Short problem: Pick out each line in the entries below that contains the word "office", and copy those lines unchanged.

Data for the task:
>> Begin

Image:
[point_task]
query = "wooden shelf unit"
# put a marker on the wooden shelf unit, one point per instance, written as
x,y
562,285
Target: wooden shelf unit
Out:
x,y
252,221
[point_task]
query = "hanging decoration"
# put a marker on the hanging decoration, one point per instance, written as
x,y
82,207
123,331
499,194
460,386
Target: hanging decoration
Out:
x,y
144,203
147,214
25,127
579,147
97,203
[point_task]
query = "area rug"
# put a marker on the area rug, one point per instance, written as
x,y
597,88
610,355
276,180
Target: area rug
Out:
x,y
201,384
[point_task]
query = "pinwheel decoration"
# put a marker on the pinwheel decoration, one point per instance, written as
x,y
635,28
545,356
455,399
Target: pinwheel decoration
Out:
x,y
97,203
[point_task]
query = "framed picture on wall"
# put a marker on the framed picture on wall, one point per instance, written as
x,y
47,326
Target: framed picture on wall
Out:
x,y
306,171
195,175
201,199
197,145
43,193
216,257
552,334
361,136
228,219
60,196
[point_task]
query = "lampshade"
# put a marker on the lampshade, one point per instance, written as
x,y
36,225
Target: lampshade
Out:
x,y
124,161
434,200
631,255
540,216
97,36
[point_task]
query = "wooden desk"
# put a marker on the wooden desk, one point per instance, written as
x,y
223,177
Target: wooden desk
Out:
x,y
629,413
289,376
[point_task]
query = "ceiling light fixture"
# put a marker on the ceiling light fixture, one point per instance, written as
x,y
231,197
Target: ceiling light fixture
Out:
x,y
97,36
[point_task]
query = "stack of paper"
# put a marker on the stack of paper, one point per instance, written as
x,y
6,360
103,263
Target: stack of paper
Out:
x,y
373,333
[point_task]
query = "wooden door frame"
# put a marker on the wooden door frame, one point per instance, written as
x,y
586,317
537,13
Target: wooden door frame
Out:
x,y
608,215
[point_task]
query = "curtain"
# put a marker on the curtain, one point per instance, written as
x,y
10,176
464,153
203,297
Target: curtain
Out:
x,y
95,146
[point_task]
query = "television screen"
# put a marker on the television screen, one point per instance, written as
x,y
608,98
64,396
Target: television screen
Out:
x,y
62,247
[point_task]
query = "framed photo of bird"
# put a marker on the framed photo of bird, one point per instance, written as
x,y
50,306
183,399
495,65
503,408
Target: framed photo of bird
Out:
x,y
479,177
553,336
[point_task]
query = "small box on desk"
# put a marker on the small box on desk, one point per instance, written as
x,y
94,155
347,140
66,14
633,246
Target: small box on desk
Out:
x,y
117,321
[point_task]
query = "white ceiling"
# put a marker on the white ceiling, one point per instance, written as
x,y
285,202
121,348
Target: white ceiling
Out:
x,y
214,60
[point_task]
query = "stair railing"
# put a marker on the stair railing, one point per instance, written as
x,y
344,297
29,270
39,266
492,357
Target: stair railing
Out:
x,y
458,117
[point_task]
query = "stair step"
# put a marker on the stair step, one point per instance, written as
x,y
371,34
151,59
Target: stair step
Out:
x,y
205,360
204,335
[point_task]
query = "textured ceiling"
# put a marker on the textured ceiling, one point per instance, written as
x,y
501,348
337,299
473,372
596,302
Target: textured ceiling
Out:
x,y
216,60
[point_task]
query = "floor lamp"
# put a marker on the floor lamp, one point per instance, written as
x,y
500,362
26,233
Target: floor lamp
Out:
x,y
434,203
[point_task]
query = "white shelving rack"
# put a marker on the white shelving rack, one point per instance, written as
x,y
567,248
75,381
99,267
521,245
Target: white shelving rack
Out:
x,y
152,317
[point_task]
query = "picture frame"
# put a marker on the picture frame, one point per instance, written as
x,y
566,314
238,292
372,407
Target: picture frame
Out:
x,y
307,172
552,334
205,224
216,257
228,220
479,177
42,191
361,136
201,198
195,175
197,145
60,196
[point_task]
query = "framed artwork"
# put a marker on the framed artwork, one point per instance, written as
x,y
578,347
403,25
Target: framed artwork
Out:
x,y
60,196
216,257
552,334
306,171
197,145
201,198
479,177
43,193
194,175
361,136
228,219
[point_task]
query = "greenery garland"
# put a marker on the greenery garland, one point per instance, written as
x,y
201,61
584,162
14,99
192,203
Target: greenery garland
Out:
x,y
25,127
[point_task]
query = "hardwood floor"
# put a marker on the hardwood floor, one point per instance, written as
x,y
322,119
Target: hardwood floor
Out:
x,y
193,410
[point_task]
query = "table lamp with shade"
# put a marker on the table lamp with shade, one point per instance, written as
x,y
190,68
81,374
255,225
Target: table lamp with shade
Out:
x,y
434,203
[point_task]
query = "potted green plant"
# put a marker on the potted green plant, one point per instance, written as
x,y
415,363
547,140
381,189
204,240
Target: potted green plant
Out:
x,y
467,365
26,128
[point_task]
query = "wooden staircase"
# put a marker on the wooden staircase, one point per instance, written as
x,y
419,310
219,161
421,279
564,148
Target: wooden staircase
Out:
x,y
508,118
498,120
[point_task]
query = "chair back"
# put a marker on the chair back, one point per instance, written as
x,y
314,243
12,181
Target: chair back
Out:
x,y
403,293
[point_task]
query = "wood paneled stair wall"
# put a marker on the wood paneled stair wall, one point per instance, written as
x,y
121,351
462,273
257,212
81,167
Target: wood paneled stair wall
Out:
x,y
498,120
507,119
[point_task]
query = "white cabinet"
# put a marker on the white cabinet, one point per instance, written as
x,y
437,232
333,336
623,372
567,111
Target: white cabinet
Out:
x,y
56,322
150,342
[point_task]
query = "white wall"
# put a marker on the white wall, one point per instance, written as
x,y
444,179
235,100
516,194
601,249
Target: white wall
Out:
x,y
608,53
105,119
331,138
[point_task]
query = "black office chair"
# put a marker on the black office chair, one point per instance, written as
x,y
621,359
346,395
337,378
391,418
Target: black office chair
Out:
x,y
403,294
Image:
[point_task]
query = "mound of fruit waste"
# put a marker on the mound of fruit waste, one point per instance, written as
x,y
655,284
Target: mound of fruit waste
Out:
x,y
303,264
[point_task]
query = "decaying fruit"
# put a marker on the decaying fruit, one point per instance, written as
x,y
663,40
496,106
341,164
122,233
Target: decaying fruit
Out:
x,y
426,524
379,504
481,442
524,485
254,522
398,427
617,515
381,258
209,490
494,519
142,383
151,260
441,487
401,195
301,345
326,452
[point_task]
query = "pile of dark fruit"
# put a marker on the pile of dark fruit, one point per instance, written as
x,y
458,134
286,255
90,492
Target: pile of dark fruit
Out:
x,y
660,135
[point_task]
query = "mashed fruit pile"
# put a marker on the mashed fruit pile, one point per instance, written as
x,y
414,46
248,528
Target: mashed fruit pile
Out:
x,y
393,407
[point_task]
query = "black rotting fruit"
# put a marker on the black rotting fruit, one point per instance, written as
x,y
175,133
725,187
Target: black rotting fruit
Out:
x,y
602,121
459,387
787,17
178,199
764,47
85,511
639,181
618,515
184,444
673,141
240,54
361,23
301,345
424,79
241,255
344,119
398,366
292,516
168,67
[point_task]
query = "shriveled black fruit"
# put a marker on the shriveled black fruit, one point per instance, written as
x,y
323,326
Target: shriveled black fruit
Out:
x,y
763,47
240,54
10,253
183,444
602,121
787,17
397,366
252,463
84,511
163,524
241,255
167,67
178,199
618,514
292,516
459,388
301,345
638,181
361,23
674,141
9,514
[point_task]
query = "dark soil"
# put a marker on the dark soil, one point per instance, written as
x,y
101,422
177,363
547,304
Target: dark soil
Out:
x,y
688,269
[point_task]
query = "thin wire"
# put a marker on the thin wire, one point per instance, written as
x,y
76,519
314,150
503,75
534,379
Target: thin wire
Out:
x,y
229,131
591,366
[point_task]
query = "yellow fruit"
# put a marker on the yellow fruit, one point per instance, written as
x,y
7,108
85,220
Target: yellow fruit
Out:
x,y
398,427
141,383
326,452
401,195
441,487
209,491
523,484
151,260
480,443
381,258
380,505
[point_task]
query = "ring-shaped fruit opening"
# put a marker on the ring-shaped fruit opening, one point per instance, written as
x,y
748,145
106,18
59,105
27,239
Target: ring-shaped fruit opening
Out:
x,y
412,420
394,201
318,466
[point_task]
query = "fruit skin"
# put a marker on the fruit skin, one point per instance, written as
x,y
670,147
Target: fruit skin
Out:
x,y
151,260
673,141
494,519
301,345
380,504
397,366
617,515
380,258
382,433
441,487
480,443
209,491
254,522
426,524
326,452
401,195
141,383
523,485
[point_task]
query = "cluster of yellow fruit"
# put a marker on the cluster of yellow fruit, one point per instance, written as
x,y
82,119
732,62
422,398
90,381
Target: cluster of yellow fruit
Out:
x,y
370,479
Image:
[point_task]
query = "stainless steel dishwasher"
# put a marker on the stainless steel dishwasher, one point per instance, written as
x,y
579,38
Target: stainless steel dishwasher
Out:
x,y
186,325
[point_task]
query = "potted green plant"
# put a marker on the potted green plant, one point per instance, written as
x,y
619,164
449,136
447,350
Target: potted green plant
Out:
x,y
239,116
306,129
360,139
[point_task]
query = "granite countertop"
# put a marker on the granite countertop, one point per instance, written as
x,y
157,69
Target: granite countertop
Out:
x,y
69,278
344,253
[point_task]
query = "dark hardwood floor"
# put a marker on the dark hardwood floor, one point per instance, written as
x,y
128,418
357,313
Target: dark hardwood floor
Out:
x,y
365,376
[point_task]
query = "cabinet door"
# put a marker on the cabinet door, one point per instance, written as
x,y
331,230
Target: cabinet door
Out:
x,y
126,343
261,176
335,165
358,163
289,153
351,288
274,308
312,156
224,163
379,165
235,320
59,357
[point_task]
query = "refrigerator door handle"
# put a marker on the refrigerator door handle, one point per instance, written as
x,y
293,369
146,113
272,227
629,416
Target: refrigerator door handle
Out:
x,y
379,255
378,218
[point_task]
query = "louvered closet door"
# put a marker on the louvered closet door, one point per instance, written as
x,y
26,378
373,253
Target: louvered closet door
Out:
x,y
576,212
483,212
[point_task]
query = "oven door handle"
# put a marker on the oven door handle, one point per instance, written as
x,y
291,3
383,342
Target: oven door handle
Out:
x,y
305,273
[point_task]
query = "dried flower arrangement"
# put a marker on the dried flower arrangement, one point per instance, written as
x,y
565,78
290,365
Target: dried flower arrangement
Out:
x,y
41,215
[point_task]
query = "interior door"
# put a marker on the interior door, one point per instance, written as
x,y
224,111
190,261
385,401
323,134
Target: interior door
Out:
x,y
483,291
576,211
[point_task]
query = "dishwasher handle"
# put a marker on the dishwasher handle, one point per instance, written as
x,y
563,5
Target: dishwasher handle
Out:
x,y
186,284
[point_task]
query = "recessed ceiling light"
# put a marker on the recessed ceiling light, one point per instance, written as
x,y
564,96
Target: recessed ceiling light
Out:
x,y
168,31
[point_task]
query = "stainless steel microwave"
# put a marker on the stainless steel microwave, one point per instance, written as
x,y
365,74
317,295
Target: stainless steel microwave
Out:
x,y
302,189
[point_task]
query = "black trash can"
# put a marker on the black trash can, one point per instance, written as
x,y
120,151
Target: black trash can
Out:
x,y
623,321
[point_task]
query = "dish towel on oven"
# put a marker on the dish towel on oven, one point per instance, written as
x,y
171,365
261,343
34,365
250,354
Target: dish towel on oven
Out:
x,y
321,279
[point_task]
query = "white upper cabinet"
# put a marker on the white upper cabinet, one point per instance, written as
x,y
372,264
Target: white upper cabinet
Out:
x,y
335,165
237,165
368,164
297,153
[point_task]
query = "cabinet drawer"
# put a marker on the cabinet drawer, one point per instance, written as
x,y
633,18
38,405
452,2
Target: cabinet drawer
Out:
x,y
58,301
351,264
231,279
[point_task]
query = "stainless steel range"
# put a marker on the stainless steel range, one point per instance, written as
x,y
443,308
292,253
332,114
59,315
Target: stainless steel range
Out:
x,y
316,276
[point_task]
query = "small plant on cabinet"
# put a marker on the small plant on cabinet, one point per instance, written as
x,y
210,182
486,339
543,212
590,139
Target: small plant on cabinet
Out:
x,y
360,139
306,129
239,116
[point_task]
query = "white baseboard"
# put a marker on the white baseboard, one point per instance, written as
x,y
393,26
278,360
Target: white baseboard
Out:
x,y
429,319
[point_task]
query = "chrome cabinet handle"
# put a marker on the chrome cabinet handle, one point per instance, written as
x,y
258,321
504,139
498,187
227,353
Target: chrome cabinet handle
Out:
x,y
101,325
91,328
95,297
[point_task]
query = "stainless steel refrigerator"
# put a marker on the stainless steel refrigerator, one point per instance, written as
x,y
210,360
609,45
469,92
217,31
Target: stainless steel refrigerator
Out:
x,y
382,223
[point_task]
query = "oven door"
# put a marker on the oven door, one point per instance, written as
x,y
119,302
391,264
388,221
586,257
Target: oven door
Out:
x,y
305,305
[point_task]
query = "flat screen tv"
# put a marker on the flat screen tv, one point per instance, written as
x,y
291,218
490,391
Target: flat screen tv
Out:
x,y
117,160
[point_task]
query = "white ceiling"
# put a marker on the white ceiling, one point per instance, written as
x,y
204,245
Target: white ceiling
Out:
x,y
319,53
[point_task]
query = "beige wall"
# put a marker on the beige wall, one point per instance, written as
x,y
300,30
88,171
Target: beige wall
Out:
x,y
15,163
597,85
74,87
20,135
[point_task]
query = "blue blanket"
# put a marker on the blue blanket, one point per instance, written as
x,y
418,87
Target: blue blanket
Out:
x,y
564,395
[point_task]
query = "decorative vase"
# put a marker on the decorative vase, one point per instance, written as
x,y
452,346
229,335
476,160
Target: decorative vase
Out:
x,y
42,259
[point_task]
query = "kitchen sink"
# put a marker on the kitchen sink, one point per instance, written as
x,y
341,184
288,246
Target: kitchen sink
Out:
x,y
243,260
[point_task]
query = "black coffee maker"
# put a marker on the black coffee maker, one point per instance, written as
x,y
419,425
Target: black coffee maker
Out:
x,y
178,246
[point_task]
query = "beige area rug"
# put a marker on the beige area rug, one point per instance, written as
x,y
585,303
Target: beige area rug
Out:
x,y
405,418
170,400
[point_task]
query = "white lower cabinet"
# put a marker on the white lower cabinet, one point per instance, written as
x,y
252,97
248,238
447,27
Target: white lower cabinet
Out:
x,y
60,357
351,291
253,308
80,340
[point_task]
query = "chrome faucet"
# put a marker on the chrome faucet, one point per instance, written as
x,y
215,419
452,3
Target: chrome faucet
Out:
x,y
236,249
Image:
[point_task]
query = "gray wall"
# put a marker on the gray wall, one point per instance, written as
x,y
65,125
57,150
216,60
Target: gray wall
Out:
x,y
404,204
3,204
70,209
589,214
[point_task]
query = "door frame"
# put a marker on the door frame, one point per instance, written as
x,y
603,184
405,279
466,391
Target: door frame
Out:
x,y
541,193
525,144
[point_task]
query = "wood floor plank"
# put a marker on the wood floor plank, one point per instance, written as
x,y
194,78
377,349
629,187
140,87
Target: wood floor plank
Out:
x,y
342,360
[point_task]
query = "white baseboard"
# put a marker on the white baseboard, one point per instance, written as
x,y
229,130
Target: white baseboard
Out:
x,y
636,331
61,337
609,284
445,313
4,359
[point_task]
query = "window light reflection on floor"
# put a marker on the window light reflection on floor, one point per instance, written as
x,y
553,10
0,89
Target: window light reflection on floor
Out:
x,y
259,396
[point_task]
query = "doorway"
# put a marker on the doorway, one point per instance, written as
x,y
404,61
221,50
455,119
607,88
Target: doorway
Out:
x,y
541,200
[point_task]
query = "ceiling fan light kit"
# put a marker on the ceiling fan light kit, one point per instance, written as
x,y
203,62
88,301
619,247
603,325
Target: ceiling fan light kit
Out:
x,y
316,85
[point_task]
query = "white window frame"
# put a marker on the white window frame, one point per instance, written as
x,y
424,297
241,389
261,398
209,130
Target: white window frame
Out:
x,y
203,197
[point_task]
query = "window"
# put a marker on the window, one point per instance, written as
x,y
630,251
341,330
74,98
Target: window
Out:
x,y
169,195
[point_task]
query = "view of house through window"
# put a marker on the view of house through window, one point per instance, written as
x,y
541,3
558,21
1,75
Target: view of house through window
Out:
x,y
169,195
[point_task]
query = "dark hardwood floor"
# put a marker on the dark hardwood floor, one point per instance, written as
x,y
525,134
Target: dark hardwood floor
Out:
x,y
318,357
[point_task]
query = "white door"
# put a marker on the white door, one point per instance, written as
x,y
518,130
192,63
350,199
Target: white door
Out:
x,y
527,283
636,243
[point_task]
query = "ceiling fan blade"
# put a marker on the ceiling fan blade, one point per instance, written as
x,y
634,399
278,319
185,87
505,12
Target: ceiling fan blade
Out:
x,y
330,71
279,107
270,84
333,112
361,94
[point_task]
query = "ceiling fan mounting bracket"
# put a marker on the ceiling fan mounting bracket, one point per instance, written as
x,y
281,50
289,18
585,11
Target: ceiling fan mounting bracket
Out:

>> End

Solution below:
query = "black office chair"
# put a marker on the black office chair, one point per instance, written as
Target: black office chair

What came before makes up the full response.